## [What you should do]
The listing beneath should be written out in full, exactly as shown.

A block of data
────

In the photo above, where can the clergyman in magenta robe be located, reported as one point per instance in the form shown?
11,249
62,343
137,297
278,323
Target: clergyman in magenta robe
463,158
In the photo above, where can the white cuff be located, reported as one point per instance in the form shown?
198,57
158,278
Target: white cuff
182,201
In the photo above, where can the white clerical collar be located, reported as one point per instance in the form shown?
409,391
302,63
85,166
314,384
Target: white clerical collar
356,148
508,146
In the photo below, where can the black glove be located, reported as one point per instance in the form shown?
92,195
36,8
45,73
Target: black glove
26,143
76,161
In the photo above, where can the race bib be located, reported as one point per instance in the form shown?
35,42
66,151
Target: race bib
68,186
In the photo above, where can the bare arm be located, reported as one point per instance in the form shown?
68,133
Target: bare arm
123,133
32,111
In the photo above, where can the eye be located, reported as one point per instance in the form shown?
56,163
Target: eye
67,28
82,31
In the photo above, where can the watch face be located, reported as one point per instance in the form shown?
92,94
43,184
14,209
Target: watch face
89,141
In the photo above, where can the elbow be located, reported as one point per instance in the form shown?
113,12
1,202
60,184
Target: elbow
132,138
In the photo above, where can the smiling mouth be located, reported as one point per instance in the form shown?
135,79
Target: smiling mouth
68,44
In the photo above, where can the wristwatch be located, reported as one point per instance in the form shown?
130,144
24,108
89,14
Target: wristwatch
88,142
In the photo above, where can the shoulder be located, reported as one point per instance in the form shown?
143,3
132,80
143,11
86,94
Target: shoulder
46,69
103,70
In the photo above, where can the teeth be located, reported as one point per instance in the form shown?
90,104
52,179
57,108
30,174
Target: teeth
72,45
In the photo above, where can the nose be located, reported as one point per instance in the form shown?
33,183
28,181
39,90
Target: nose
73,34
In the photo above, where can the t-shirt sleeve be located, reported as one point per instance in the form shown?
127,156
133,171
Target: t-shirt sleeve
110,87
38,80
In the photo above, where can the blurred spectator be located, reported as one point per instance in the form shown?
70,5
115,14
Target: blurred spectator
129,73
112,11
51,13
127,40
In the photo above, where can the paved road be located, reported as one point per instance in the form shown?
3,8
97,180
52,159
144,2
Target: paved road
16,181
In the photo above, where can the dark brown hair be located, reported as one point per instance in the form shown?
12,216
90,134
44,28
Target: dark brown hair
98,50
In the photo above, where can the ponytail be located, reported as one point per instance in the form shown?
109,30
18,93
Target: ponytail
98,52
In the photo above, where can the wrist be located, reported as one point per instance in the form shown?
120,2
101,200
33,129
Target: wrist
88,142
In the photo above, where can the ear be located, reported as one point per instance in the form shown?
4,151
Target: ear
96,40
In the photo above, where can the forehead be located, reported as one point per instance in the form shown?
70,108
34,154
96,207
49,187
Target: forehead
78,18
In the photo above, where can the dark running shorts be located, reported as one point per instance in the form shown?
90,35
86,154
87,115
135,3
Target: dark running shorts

────

## [Solution for this task]
In the photo above, where can the clergyman in magenta robe be located, reported as one point per instance in the form shown?
11,249
62,343
137,297
278,323
Target: clergyman in magenta robe
463,158
In the photo above, where can the white cuff be located, reported as one point per instance in the form shown?
198,57
158,278
Target: white cuff
182,201
In the photo above, where can the white clerical collar be located, reported as one point per instance in the form shown?
409,391
302,63
85,166
314,384
Target: white clerical collar
356,148
508,146
In the photo below, where can the black glove be located, reported as one point per instance in the form shown?
92,195
36,8
45,73
Target: black glove
26,143
76,161
In the photo above, where can the race bib be located, reported as one point per instance in the form shown?
35,42
66,151
Target: race bib
68,186
In the photo above, where can the bare arm be located, reported as one point per instance in the form shown?
68,133
Target: bare arm
123,133
32,111
In the photo above, where can the eye be located, reported as one point per instance in the form shown?
56,163
Target: eye
67,28
82,31
In the photo above, where can the watch face be located, reported as one point per instance in the form shown?
92,94
43,184
14,209
Target: watch face
89,141
In the photo above, where can the elbow be located, reported as one point per instance in the form shown?
113,12
1,202
60,184
Target: elbow
132,138
In the photo above, where can the smiling mouth be located, reported as one point per instance in the form shown?
135,79
Target: smiling mouth
68,44
In the photo above, where can the wristwatch be located, reported as one point per instance in the form shown?
130,144
24,108
89,14
Target: wristwatch
88,142
In the photo above, where can the shoulder be located, reported as one point per instance in the form shown?
143,3
132,80
143,11
86,94
Target: shoulder
46,69
103,70
In the photo above, where can the teeth be located, reported as one point per instance in the form shown?
90,104
52,179
57,108
30,174
Target: teeth
72,45
In the photo above, where can the nose be located, reported as one point per instance in the form shown?
33,183
28,181
39,90
Target: nose
73,34
In the photo above, where can the t-shirt sleeve be located, reported as one point per instance in the form shown?
127,156
133,171
Target: t-shirt sleeve
110,87
38,80
In the photo above, where can the blurred spectator be located, reported as one point per instance in the form shown?
70,5
115,14
Target: blurred spectator
129,73
112,11
51,13
127,40
In the photo above, where can the paved road be located, reported as one point per instance in the form shown?
3,8
97,180
52,159
144,2
Target: paved road
16,181
In the photo above, where can the dark brown hair be located, reported as one point per instance in the form shown?
12,216
90,134
44,28
Target: dark brown hair
98,50
In the photo above, where can the ponytail be located, reported as one point per instance in the form shown?
109,30
18,93
Target: ponytail
98,52
In the photo above, where can the wrist be located, reported as one point per instance in the form shown?
120,2
101,200
33,129
Target: wrist
88,142
In the photo above, where can the ear be located, reported as one point per instance in the form shown?
4,151
Target: ear
96,40
In the photo above, where can the forehead be located, reported as one point per instance in the form shown?
70,108
34,154
96,207
49,187
Target: forehead
78,18
In the photo above, where can the dark running shorts be located, reported as one point per instance in the form shown?
90,35
86,154
87,115
135,3
Target: dark running shorts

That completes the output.